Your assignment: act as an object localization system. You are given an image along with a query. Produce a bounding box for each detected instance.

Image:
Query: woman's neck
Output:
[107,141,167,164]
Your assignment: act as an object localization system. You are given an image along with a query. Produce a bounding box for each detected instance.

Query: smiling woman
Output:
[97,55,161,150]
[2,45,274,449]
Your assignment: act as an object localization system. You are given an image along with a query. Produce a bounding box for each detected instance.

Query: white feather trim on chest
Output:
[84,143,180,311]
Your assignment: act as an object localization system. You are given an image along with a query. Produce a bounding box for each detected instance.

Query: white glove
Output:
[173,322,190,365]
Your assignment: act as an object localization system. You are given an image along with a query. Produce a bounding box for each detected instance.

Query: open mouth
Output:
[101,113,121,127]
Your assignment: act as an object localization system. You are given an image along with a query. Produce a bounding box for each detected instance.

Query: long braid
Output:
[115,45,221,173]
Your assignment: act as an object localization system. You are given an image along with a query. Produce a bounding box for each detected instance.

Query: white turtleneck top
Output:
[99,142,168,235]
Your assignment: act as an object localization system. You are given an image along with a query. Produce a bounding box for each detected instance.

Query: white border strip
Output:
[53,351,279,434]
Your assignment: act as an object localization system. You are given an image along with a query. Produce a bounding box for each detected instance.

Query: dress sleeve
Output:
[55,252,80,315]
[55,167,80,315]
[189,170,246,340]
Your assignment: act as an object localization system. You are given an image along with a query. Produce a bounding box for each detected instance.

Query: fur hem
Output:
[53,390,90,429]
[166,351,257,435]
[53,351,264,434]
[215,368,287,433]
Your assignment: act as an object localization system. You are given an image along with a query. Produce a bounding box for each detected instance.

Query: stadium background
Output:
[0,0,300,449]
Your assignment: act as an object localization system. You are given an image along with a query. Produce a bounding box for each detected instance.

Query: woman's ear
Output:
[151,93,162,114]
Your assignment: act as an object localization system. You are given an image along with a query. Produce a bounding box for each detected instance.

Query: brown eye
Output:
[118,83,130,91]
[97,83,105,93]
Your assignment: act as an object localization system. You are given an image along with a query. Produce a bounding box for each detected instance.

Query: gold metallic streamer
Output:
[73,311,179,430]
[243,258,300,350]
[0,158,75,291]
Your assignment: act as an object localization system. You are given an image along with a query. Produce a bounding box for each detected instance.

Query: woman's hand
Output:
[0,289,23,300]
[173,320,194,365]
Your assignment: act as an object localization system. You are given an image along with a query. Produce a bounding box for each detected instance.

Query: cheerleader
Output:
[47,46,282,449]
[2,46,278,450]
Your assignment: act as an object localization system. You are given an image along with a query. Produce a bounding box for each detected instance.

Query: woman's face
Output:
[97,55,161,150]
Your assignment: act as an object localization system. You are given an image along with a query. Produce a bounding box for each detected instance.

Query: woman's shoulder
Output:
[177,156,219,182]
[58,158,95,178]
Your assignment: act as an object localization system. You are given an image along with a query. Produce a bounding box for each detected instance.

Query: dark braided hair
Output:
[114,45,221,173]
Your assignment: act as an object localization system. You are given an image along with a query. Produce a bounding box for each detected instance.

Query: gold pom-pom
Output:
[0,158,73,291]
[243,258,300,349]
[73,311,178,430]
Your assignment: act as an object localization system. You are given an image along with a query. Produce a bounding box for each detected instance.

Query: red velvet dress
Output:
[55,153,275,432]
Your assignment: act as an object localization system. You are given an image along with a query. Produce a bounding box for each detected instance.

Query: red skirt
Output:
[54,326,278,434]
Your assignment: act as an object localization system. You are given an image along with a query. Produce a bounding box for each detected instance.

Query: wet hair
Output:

*THE EXERCISE*
Print the entire listing above again, line for line, with no changes.

*EXERCISE SOLUTION*
Your assignment: act as an object localization system. You are given an image along with a query. Produce a bounding box for each detected instance.

Image:
Query: woman's neck
Output:
[107,141,167,164]
Your assignment: act as an object localization system. You are given an image along with a query. Produce a bounding box for each detected instance.

Query: smiling woman
Output:
[97,55,161,150]
[2,45,274,449]
Your assignment: act as an object localization system. You are given an image along with a query. Produce a bounding box for each detected instance.

Query: white feather trim on chest
Output:
[84,143,180,311]
Your assignment: act as an object localization system. You are given an image along with a query. Produce a bounding box for each detected instance.

Query: white glove
Output:
[173,322,190,365]
Your assignment: act as an object localization system. You are given an image along with a query. Produce a bounding box for each detected instance.

Query: open mouth
Output:
[101,113,121,127]
Your assignment: act as an object localization system. You are given an image along with a query. Produce a bounding box for each detected instance.

Query: long braid
Output:
[115,45,221,173]
Your assignment: act as an object localization system. You are given an image along with a query. Produce a bounding box for each detected instance.

Query: white turtleneck top
Output:
[99,142,168,235]
Your assignment: act as an object localization system. You are given an image along with a query. Produce a bounding box for each detected instance.

Query: white border strip
Output:
[53,351,279,434]
Your assignment: act as an object localization system. You are given an image along with a query. Produce a bounding box for each detected instance.

Query: dress sleeve
Output:
[55,252,80,315]
[55,167,80,315]
[189,170,246,340]
Your assignment: act as an object localization system. You are given an image along with a query. Produce a bounding box for each detected instance.

Query: fur hem
Output:
[53,390,90,429]
[166,351,257,435]
[53,351,264,434]
[215,368,287,433]
Your assignment: act as an object localization system. You are given an image along with a query. Produce a bounding box for each detected instance.

Query: stadium background
Output:
[0,0,300,449]
Your assignment: act as an object localization system. You are given an image along with a query. Produce a bounding box for each detected instance.

Query: woman's ear
Output:
[151,93,162,114]
Your assignment: act as an object localization system. You are given an image along with a query. Produce a bounding box for each detected instance.

Query: brown eye
Output:
[118,83,130,91]
[97,83,105,93]
Your assignment: act as an object localization system. You are given an image along with a query. Produce a bounding box for each detected instance.

Query: gold metallic streamer
Output:
[73,311,179,430]
[243,258,300,350]
[0,158,75,291]
Your assignment: act as an object localization system. You are given an image along with a query. Produce a bounding box for each detected instance.

Query: woman's hand
Output:
[0,289,23,300]
[173,320,194,365]
Your assignment: act as an object localization system. You are given an image along with a query. Produce a bounding box for each detected instance.

Query: cheerleader
Output:
[47,46,282,449]
[2,46,278,450]
Your assignment: act as an object localization system. You are given an image along with a query. Produce a bounding box for each detected instance.

Query: woman's face
Output:
[97,55,161,150]
Your assignment: act as an object localization system. You are given an image along with a query. Produce a bounding box for each detected instance.

Query: woman's shoulder
Output:
[177,156,219,182]
[58,158,95,178]
Your assignment: act as an object localization system. You are given an image along with a query. Produce a bounding box for each detected instance.

Query: dark braided hair
Output:
[114,45,221,173]
Your assignment: act as an object localization system. You are given an image along with a query. Produce a bounding box for each detected instance.

Query: gold pom-pom
Output:
[0,158,73,291]
[243,258,300,349]
[73,311,178,430]
Your assignment: act as an object localization system. You are given an image along with a query. Produce a bounding box for each detected instance.

Query: red velvet dress
Output:
[55,153,275,432]
Your assignment: act as an object localization system. You are given an image along with a query. Produce a bounding box for each detected instance.

Query: red skirt
Output:
[54,326,278,434]
Your assignment: act as an object localization system. You are given an image along with a query. Produce a bounding box for each detected instance.

Query: wet hair
Output:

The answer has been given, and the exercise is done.